任务说明: 请从下面这篇谈纪录片《何以中国》叙事方式的文段最后一句之后接着写下去。

待审文段:
美国纪录片学者比尔·尼科尔斯(Bill Nichols)将纪录片分为:“诗意模式、解说模式、观察模式、参与模式、自反模式、展演模式、互动模式等七个类型。”[12]场景化思维,实际上是基于用户场景的服务思维[13],为使观众对相对抽象、陌生的中华文明形成更加直观的认识,纪录片《何以中国》采用纪实式展演和戏剧式表达相融合的叙事方式,在重点展现和描摹现实场景的同时,通过复原、演绎文化情境,最终在文化符号的时代转化中,传递更加丰富、鲜活的信息内容,彰显了强大的文化自信。与此同时,为使相对抽象的文明、文化等内容更好地被受众所接受、理解,需要借助场景化思维,将叙事内容、叙事符号融入大众熟知的生活场景,从而打通叙事内容与受众的交流途径,并获得良好的体验感。该片采用专业演员与道具应用“合作”的方式,借助生活化的叙事情境,艺术化地复原了远古社会面貌。例如,纪录片借助灯光技术的应用优势,不仅突出表达了文物的纹理、质感美学,也展现了中华优秀传统文化具有的高超工艺与优美技法。为更好地回应“何以中国”的时代命题,该纪录片将中华文明形成、发展历程中的考古发现与传统典籍中的历史故事相融合,通过讲述从中华文明出现到建立统一多民族国家的上万年历史,不仅使观众对中国“从出现到一体”的文化格局产生直观认识,也让观众对中华文明延续不断的凝聚力产生了有效认知。

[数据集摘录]
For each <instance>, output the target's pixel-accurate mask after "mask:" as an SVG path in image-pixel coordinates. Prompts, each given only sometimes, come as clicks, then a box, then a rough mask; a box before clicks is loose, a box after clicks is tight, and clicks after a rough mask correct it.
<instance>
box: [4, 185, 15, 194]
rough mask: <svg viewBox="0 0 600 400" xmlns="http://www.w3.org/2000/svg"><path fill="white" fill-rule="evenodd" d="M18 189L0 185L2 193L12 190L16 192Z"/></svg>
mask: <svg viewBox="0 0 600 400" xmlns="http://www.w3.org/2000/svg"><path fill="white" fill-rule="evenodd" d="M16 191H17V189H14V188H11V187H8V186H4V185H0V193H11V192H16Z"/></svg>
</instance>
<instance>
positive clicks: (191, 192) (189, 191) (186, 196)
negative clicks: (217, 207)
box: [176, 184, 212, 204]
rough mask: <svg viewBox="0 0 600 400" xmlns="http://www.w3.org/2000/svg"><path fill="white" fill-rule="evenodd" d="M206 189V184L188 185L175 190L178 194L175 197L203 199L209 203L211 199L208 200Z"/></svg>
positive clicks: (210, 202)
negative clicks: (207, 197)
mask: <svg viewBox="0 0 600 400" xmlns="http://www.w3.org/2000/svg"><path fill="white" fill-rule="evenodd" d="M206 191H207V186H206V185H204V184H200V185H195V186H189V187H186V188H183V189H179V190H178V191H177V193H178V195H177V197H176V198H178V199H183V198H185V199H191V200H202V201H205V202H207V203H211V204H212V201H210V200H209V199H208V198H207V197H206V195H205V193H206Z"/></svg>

本题结果:
(二)展现丰富视角:从宏大主题走向微观叙事

纪录片的纪实不是“流水账式”的拼贴,而是“具有技巧的写实”[14]。传统人文历史题材纪录片多将重点放在影响时代、社会的大人物,往往忽略了普通人的存在意义。纪录片《何以中国》通过将个人微观叙事与日常生活叙事应用相结合,回归具体的生活场景,借助“透物见人”的叙事理念,将普通人与历史人物并置,使观众从人物的鲜活演绎中,感受不同时期的历史变迁,促进中华文明实现“人格化”诠释。例如,在第一集《秦汉》中,胡歌所饰演的啬夫弘是在悬泉置任职18年的吏卒,他虽然没有创造历史,但是他曾经为和亲的解忧公主送了一封信,成为秦汉历史的见证者。虽然这一人物角色没有台词,只有动作,但是其中诠释了真实、浓厚的人文情感。该片在保持纪实性的前提下,采用宏观叙事与微观表达相融合的叙事手法,不仅实现了考古成果的艺术转化、社会推广,也将宏观文明与微观命运相融合,生动复原了历史的真实、自然场景,使观众更好领略其中所涉及的历史内容和文化主题。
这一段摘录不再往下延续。